▶ _How to complete this task_: Show every line of the data that contains the string "water".

= Beginning of Section =

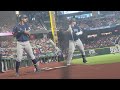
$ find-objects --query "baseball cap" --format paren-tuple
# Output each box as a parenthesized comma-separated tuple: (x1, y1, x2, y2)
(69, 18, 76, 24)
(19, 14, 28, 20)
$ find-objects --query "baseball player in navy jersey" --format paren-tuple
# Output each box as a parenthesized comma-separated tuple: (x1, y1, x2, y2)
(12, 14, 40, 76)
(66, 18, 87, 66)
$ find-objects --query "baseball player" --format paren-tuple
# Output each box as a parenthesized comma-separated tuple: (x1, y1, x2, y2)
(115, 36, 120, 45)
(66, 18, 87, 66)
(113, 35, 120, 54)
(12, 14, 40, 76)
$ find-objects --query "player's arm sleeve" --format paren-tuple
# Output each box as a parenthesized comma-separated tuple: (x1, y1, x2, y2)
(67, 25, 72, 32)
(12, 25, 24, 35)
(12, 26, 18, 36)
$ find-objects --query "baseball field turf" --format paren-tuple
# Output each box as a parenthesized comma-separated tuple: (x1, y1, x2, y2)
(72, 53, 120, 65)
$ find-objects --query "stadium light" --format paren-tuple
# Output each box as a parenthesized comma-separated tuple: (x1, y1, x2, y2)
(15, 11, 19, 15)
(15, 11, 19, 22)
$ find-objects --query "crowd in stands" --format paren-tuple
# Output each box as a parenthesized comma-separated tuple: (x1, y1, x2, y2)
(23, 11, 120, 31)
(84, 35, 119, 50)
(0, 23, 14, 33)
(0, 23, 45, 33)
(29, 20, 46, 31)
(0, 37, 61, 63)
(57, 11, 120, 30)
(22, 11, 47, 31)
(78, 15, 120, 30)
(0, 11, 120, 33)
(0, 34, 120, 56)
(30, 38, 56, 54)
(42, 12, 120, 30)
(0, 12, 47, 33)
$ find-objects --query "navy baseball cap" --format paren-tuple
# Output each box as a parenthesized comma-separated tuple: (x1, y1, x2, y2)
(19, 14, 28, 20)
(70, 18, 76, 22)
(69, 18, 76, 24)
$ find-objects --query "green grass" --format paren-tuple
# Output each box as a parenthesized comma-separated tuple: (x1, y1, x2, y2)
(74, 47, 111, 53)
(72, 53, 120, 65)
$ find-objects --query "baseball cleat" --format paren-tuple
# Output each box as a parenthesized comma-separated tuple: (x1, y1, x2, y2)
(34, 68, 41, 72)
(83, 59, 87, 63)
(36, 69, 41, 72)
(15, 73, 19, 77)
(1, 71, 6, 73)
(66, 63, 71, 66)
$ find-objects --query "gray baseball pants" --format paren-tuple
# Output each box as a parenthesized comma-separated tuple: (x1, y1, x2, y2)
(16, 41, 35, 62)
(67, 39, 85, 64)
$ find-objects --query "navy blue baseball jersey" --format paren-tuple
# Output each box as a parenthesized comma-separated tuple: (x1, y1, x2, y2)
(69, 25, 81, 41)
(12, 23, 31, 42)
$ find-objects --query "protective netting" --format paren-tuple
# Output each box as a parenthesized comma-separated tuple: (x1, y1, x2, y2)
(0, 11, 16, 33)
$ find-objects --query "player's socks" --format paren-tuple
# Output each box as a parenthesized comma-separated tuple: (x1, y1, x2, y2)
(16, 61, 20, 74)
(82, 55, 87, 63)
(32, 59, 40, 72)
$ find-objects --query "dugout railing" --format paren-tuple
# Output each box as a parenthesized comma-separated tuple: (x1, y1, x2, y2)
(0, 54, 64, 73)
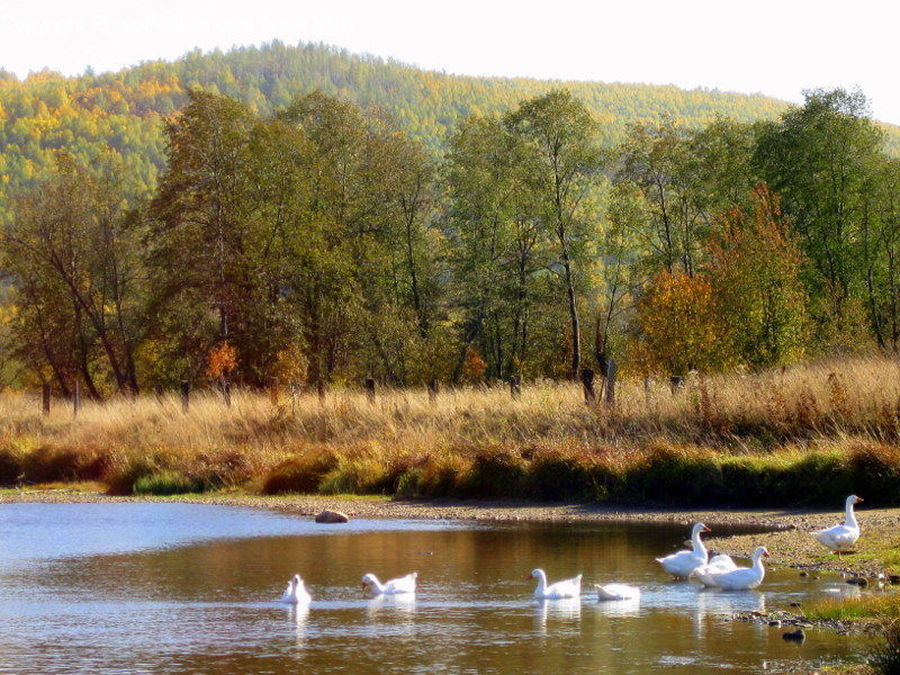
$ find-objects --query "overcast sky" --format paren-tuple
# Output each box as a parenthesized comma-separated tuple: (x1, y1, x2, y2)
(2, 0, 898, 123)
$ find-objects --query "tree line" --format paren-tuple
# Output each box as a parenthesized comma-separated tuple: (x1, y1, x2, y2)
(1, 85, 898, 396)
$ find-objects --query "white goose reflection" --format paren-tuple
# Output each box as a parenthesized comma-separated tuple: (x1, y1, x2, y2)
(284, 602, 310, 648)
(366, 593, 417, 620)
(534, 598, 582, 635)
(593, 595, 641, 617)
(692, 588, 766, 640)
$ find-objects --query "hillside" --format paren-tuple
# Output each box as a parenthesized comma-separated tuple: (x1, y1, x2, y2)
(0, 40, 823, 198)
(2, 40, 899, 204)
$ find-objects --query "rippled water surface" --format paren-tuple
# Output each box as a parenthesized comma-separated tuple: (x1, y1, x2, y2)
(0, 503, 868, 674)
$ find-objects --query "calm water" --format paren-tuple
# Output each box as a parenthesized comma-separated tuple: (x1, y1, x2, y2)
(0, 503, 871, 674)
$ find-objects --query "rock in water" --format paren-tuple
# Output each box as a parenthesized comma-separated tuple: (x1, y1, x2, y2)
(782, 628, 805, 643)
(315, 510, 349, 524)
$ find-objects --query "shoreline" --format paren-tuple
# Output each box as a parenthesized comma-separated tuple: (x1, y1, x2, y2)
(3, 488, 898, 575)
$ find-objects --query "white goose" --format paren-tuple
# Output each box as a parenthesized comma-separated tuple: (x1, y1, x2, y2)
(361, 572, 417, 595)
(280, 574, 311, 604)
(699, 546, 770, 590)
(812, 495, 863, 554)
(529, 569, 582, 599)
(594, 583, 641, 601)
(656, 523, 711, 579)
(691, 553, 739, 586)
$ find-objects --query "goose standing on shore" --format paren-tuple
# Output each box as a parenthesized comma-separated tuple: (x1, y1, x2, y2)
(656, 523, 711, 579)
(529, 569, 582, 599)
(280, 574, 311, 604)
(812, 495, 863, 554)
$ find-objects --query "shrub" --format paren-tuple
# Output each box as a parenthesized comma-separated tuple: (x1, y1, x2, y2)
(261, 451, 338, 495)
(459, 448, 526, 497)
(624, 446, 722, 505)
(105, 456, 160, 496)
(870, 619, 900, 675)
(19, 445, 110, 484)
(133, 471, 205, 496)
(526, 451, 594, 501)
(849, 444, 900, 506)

= End of Section =
= Beginning of Section =

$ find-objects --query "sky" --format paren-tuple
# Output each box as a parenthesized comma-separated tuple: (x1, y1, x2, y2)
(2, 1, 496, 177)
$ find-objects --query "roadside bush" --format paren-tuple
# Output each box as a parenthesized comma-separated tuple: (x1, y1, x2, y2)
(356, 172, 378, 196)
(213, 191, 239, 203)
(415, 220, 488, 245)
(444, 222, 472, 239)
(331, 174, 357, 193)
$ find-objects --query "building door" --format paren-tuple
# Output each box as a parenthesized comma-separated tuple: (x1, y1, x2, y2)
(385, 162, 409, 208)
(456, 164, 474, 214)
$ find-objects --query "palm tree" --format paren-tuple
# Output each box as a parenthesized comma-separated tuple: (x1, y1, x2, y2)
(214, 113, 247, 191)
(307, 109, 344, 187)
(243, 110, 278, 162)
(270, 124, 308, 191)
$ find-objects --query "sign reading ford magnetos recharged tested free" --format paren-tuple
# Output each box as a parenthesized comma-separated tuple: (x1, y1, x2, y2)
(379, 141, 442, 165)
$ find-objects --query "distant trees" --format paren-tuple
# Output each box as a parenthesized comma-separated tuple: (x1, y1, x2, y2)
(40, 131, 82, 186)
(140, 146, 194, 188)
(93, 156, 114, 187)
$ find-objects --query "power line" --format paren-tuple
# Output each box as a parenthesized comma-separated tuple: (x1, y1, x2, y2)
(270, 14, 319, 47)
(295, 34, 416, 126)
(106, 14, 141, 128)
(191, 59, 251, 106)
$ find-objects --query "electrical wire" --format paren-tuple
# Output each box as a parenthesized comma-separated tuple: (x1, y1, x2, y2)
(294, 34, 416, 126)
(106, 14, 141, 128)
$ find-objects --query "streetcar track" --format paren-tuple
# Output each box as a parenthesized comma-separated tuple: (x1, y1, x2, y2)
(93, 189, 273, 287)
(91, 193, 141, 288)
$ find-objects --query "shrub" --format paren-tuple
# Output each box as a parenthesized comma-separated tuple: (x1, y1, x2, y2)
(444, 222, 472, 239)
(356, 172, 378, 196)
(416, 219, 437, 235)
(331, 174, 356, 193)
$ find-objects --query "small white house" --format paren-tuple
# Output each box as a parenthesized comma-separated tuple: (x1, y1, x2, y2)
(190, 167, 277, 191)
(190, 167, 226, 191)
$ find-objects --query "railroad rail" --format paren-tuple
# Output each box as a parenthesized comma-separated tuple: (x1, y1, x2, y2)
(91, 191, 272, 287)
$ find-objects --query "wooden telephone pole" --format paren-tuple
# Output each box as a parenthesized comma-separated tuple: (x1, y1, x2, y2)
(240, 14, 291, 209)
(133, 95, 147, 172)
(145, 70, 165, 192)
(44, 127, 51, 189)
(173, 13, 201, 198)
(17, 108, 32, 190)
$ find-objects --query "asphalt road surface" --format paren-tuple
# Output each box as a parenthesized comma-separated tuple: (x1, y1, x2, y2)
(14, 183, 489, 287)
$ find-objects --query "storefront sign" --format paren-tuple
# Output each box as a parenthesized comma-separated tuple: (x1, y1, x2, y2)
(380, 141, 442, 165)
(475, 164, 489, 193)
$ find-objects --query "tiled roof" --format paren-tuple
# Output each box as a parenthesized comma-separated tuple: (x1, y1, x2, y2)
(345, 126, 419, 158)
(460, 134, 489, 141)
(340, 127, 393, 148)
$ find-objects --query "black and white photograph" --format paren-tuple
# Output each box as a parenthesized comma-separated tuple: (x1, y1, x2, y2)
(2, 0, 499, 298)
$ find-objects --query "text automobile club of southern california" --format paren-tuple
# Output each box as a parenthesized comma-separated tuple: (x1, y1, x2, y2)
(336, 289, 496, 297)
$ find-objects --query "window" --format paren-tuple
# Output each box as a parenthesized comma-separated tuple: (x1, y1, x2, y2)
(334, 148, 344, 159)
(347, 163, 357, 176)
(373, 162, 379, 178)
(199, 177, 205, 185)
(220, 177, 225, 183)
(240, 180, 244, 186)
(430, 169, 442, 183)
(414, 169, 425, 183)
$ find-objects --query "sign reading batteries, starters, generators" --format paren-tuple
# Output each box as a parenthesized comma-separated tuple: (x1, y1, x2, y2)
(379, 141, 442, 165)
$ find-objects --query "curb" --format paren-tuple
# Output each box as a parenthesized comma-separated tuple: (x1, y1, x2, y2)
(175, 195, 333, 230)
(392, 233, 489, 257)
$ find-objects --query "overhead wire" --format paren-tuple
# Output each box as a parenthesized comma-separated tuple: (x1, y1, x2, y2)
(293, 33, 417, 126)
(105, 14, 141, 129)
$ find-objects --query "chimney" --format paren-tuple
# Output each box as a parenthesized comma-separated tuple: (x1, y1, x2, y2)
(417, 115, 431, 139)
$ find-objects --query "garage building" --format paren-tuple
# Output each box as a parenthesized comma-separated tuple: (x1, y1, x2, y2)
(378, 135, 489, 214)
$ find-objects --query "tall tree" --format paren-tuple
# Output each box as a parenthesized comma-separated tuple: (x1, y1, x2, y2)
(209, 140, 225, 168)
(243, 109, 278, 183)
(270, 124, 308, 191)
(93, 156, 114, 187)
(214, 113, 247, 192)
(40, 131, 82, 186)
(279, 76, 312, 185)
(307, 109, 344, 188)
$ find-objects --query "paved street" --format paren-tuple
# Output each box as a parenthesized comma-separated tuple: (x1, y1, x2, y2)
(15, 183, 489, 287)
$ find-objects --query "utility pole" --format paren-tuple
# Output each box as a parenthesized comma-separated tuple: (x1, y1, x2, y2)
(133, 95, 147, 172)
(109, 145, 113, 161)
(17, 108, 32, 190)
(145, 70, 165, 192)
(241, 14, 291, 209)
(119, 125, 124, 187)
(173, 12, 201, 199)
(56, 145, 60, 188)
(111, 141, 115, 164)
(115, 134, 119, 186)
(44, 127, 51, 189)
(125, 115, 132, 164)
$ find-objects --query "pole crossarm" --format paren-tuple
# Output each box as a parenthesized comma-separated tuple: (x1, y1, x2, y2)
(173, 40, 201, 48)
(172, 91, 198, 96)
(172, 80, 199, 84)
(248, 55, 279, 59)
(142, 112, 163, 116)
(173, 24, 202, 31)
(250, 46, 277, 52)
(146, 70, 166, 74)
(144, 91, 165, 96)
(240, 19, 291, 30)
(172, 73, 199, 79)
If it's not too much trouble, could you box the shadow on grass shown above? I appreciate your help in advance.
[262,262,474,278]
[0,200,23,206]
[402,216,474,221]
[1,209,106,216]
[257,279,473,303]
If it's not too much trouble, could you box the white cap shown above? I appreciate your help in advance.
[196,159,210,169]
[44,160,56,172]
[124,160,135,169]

= End of Section =
= Beginning of Section =

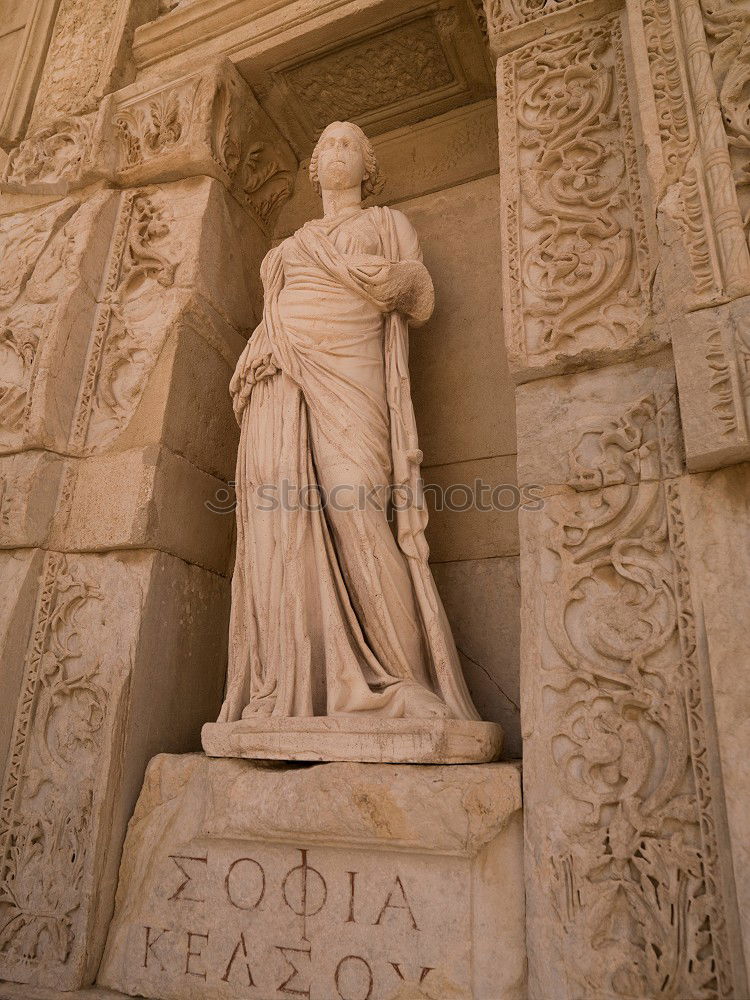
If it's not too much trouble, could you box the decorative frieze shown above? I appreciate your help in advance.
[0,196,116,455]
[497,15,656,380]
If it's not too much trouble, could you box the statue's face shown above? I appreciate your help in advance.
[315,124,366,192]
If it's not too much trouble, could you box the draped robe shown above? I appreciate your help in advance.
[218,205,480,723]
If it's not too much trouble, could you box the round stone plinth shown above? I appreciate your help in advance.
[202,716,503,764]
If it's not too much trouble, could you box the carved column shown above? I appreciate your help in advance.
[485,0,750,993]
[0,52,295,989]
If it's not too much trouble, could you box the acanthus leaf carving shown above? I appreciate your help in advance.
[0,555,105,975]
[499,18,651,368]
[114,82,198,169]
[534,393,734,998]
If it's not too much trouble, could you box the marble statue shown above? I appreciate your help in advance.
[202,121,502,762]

= End of Section =

▶ _Reply to the exercise_:
$ find-objects --query "rippled water surface" --format paren-tuple
$ find-objects --query "calm water" --format paren-tuple
$ find-objects --query "rock in water" --format paren-tuple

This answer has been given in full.